■ **Task to carry out**: Print nothing but the lines below starting at the line that holds "For each instance of the green" and ending at the line that holds "For each instance of the spherical", including both, each exactly as written.

■ **The data**:
^^^^^^^^

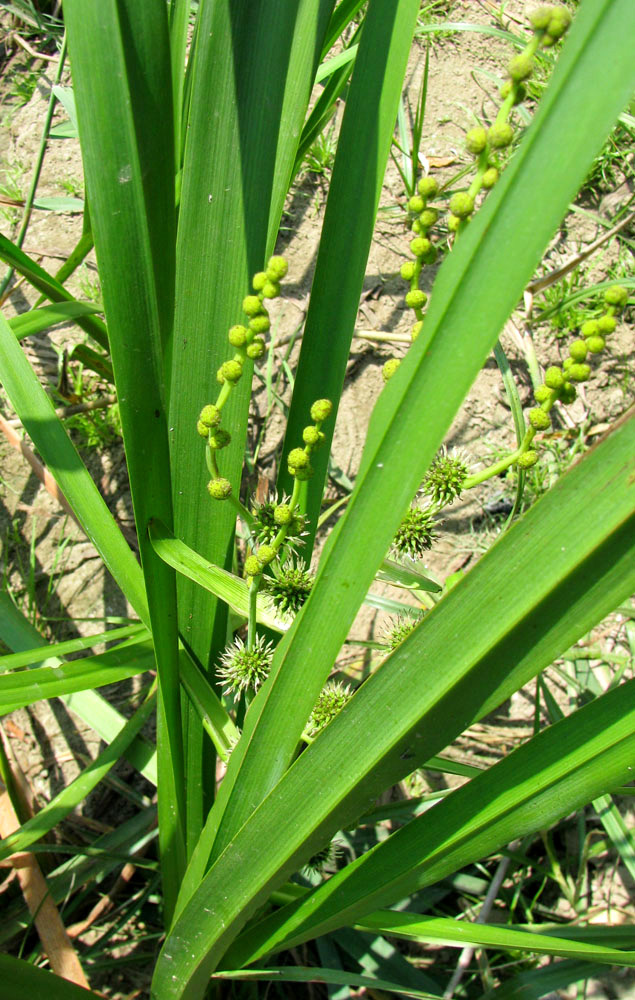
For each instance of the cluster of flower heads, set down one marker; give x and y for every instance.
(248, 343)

^^^^^^^^

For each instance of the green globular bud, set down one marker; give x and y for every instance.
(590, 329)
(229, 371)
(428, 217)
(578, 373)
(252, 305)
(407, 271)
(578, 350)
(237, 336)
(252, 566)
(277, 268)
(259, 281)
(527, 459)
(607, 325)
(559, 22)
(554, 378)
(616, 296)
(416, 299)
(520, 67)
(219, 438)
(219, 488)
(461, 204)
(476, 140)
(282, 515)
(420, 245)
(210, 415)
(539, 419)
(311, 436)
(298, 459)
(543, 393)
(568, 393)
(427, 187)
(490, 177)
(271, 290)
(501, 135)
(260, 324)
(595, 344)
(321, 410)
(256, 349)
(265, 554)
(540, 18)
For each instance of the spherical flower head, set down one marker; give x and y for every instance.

^^^^^^^^

■ **Exercise answer**:
For each instance of the green globular bud, set down one marker; give x and y for every instance.
(590, 329)
(229, 371)
(428, 217)
(578, 373)
(252, 305)
(407, 271)
(578, 350)
(237, 336)
(252, 566)
(277, 268)
(259, 281)
(527, 459)
(607, 325)
(559, 22)
(554, 378)
(616, 296)
(416, 299)
(520, 67)
(219, 438)
(219, 488)
(461, 204)
(476, 140)
(282, 515)
(420, 245)
(210, 415)
(539, 419)
(311, 436)
(298, 459)
(543, 393)
(568, 393)
(427, 187)
(490, 177)
(271, 290)
(501, 135)
(260, 324)
(595, 344)
(321, 410)
(256, 349)
(265, 554)
(540, 18)
For each instance of the spherical flower head, set down one marker; give x and y for every instance.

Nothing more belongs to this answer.